- Document
Address given at St Mary's, Nenagh on Sunday 30th August 2020, the 12th after Trinity.
‘Get behind me,
Satan! You are a stumbling-block for me!’
What a shock it must have been for Peter to hear Jesus address him in these cutting words, as recorded by Matthew (16:21-28) in the reading we have just heard.
Peter had been the first to say, ‘You are the Messiah’, when Jesus had asked ‘Who do you say that I am?’ But now, ‘Jesus began to show his disciples that he must go to Jerusalem … and be killed’. Peter is shocked by Jesus’s words. Like most Jews of his day, he expected the promised Messiah to come as a great conqueror to destroy the gentiles – including the hated Romans - and to rule over a revived Kingdom of Israel. The Messiah would vanquish his foes, not be killed by them! So Peter remonstrates with Jesus: ‘Look here, Jesus, that can’t be right!’ he says - or words to that effect. Then Jesus turns on Peter and calls him Satan.
Why was Jesus so hard on Peter, his great friend and disciple? Jesus knew that God’s way was not the way of violent earthly conquest, but the way of self-sacrificing love. He needed to teach Peter and the other disciples to change their thinking. I feel sure Jesus didn’t want to die a painful death, but he must have realised this was the inevitable outcome of what God called him to do. He was determined to face it bravely. But Peter tries to argue him out of it, in an echo of Satan tempting him in the wilderness.
Isn’t this often the way it is? When we’ve made up our minds what is the right thing to do, even at a cost to ourselves, our friends and loved ones may try to talk us out of it. The tempter can be the very person dearest to us! Yet we must not allow even the pleading voice of love to stop us from doing God’s will. This surely is what Jesus felt that day – no wonder he responded as he did.
Jesus immediately seized the moment to show the disciples his way, the way of the cross, how to find life by losing it. It is worth reflecting on his words, which go to the very heart of our Christian faith.
‘If any want to become my followers’, says
Jesus, ‘let them deny themselves and take up their
cross and follow me.’
Jesus’s honesty is startling isn’t it? No one can ever say Jesus lures his disciples to follow him on false pretences! He does not offer them – or us - an easy life or a comfortable way to God. Like other great leaders, he calls us as Churchill did to ‘blood, toil, tears and sweat’. But again like a real leader, he does not call us to do anything more than he was prepared to do himself.

- Extracted information
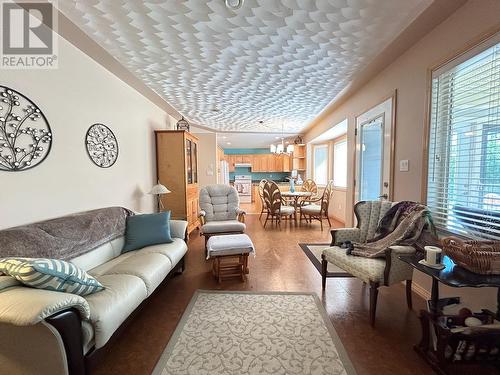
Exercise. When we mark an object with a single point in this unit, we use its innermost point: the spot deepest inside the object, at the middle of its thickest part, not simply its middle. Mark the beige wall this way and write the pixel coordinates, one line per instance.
(76, 95)
(409, 76)
(207, 158)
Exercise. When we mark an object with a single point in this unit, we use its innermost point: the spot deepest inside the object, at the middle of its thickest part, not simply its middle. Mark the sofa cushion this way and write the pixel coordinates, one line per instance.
(366, 269)
(103, 268)
(223, 226)
(145, 230)
(50, 274)
(174, 251)
(151, 268)
(96, 257)
(110, 308)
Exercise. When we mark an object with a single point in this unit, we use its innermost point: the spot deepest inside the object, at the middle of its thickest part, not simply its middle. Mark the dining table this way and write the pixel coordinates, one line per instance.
(295, 197)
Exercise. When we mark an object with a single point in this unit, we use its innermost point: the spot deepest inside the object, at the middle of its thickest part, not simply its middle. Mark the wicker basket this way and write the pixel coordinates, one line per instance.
(481, 257)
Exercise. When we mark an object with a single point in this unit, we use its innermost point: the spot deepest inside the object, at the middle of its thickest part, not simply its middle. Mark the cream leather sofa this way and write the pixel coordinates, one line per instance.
(46, 332)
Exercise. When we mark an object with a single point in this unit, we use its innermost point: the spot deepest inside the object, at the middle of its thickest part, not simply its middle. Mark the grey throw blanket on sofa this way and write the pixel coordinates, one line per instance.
(65, 237)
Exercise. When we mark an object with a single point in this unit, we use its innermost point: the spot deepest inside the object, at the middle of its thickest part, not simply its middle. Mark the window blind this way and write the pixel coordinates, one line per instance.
(321, 164)
(340, 164)
(463, 188)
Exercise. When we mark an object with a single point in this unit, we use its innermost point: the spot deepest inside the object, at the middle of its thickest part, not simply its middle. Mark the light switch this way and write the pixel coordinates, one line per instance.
(404, 165)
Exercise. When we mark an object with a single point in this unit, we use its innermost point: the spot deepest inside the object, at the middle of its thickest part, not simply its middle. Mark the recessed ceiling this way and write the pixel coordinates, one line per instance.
(280, 61)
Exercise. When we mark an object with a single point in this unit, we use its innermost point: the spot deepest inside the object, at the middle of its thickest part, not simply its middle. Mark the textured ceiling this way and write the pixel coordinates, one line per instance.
(280, 61)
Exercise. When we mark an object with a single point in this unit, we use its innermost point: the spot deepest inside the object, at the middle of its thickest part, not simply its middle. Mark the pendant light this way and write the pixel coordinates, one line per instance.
(280, 148)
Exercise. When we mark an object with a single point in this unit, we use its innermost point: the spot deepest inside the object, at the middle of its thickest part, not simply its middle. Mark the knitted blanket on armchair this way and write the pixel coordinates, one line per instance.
(404, 224)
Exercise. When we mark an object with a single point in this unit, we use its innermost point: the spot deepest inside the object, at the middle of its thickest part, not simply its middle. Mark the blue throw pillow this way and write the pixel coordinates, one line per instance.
(145, 230)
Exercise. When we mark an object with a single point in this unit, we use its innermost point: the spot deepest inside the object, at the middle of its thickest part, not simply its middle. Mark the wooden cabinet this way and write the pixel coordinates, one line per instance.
(262, 162)
(177, 169)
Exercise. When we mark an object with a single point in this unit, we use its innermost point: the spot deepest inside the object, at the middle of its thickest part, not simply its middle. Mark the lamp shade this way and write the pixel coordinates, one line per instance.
(159, 189)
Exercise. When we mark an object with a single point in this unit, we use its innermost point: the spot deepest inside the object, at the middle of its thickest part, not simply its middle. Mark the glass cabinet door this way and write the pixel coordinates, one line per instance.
(189, 164)
(194, 159)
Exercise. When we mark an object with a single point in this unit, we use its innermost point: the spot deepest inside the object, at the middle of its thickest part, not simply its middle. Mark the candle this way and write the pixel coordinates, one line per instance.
(432, 255)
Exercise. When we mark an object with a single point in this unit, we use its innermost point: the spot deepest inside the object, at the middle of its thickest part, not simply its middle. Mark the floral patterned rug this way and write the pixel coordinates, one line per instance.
(254, 333)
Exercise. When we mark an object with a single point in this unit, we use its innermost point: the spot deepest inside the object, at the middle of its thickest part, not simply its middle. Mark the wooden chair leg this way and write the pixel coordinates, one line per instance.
(408, 294)
(324, 266)
(373, 301)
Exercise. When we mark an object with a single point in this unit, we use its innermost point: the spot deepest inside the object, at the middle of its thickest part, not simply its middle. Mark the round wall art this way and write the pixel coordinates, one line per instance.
(102, 145)
(25, 136)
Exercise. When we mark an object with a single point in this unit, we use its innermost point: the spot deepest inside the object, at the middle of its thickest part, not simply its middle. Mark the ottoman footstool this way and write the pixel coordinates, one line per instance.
(230, 254)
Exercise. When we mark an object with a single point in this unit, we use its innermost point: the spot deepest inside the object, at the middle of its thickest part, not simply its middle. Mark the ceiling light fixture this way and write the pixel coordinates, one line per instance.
(234, 4)
(280, 148)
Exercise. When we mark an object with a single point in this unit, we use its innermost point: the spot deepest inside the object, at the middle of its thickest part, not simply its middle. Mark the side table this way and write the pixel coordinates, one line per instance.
(436, 336)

- Problem to work on
In the Nenagh address, which Gospel passage records Jesus calling Peter "Satan"?

- Answer to the problem
Matthew 16:21-28